Now, I complain bitterly about my children, but like most, I love the little blighters and I don't want to see them sad or hear them upset, but at the same time, having hot lunches provided by the school and paid for by us was convenient. They were getting a good, healthy and well balanced lunch at least 3 times a week. This meant that we were all happy. But now my little bubble was bursting, my convenient happiness was my eldest's unhappiness, so much so that she didn't give a hoot what Old Macdonald had on his farm, nursery was rubbish and she didn't want to go. So, we arrived at the packed lunch.


It sounds so simple, packed lunch... images of lunch boxes and sandwiches and lovely little drinks and bits and pieces all gathered up in a lovely little lunch box type wrapping. But it's just not that simple. Cooking with various different ingredients in a timely and succinct fashion produces a whole, balanced, nutritious meal of food. You have a cornucopia of balance, nutrition and delicious at your finger tips in your kitchen. You can hide secret carrots and leeks and etc in a cottage pie, broccoli can be disguised as dinosaur trees next to macaroni cheese, as a parent you are in charge and as covert as you need to be in your kitchen preparing food for your unsuspecting offspring. With a packed lunch though, sandwiches disguise nothing, vegetables are vegetables and last night's vegetable laden cottage pie does not travel well or do such amazing things cold, especially when "hot lunches" at school have been vetoed.

**Provided material**.
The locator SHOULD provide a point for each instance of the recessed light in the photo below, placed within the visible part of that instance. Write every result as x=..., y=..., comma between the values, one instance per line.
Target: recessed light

**Objective**.
Can you proceed with the piece about packed lunches, picking up after its last sentence? The lines above have nothing to do with the text.

**Response**.
Every night, before the girls go to nursery, on the days they go, I wander around my kitchen thinking about new and improved ways to get things into my children. My youngest doesn't like the common or garden sandwich so I have to make deconstructed sandwiches wrapped up as individual offerings. The eldest sees little point in raw vegetables so cucumber is shaped into things that I don't even know existed, we're on our second week and I haven't yet got to carrots, but Peppa Pig, I have it on good authority, cuts a dash in carrot form? Yoghurts and cheese are administered liberally and I scour the supermarket shelves for anything organic and healthy that looks like a sweet. It makes me sweat, shopping takes a decade and I try and put it off until I am literally left looking at a cupboard with nothing but chocolate spread and Haribo in it. They'd judge me, I'd be relegated, they'd know I was an existent parent as opposed to my carefully manufactured Excellent Parent.


I want to go on and on about this hell that I find myself in. My children do understand that the moment they stop eating their nutritious delicious packed lunches, they'll be back on hot lunches before they can blink, even if I have to go to school and whip them up myself! But, ladies and gents, dare I ask, am I just succumbing to the competitive parent in me? Is Nutella on Haribo occasionally such a bad thing? I don't know, I can't answer any of this I have packed lunches to construct, don't I!? 

Thursday 3 May 2012

How do I deal with other peoples dreadful children?

It is important to remember, when reading this, that what I am saying in this blurb about other people's children, comes very much from the parameters of this quote from Ronnie's mother in the film Role Models.

"I am a lioness.  A black sheba.  I am a lioness, and this is my cub.  If you mess with my cub, I will claw your ass up until you shit sideways.”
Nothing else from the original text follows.